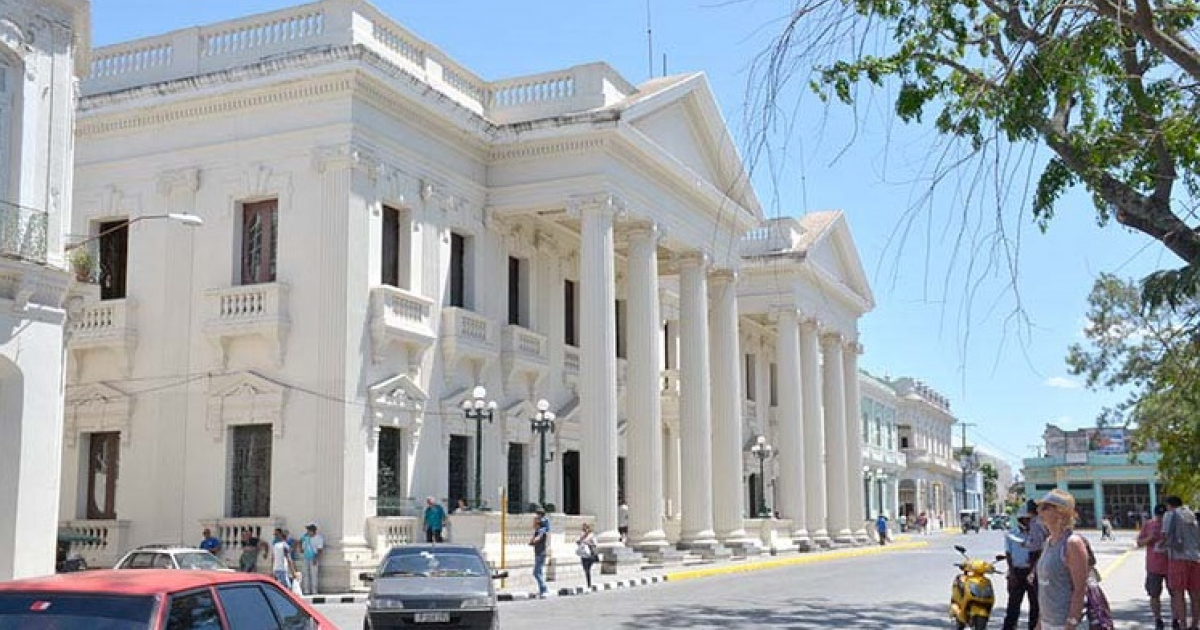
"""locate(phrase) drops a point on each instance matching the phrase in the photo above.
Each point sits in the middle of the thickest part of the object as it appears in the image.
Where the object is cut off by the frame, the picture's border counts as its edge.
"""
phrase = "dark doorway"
(516, 478)
(571, 483)
(457, 472)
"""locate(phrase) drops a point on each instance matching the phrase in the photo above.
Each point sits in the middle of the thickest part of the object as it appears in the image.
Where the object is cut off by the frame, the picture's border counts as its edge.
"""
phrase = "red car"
(154, 599)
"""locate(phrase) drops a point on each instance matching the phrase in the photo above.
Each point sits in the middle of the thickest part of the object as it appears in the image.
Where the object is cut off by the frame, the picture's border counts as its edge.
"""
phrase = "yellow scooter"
(971, 595)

++++++

If an entry above holds a picture, leave that picture out and print the rest exactly.

"""locate(phrase) drops a point on each instance matching the phrase in the photo above.
Each point sits in the middle of the thickest part of the object as it appears in the image.
Where the object is cut off by the frame, the picture's border counts as its edge.
"""
phrase = "dark doorway"
(516, 478)
(571, 483)
(457, 472)
"""locate(phrase) drops a point on each instance matching the phrase in the photo above.
Each point sits in the middle of the thickest part of the object as it appears in the image.
Where the object is cut off by the frame, the picture's border counts as its edge.
"""
phrase = "red car"
(154, 599)
"""locate(phrase) drops a point on each instance matching the phrase in the photo above.
Each point sits in the middle of the thickest part of the object as it appears in the image.
Where the object is cut off by the frame, the picture's border counts as its edge.
"""
phrase = "yellow scooter"
(971, 595)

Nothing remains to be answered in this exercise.